Data >>
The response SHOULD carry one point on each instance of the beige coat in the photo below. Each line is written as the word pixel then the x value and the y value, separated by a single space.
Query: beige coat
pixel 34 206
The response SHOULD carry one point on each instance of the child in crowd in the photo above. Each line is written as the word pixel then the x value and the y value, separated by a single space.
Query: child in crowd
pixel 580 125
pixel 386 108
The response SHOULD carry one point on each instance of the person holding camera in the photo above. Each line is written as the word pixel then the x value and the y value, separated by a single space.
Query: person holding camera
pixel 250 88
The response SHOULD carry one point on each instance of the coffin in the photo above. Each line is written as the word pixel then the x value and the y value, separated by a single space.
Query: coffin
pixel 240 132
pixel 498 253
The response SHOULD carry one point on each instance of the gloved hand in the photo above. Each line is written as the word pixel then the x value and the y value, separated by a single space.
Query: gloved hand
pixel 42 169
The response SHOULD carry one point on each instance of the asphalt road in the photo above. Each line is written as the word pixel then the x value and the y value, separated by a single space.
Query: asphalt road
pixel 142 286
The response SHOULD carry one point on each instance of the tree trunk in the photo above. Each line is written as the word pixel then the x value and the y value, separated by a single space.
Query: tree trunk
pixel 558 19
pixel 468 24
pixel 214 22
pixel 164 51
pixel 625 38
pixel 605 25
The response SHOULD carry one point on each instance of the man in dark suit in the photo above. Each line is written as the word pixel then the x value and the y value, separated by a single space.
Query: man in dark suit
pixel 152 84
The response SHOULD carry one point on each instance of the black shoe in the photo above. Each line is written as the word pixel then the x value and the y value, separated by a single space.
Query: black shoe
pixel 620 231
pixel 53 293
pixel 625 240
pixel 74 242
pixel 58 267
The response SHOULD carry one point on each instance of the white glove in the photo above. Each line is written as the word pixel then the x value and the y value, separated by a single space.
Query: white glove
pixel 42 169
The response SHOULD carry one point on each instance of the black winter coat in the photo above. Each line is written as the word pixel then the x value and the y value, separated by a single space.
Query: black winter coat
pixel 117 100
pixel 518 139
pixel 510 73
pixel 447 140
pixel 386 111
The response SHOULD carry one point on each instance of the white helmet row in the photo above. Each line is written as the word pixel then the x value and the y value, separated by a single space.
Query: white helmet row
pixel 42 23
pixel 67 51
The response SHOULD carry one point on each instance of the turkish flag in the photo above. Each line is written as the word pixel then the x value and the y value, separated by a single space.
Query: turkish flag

Written task >>
Set down word for word everything from the very first of the lines above down through the line containing "pixel 34 206", including both of those lines.

Answer for the task >>
The response SHOULD carry one point on each instance of the beige coat in the photo below. Each line is written as the word pixel then the x value and the y value, separated by a single space.
Query: beige coat
pixel 34 206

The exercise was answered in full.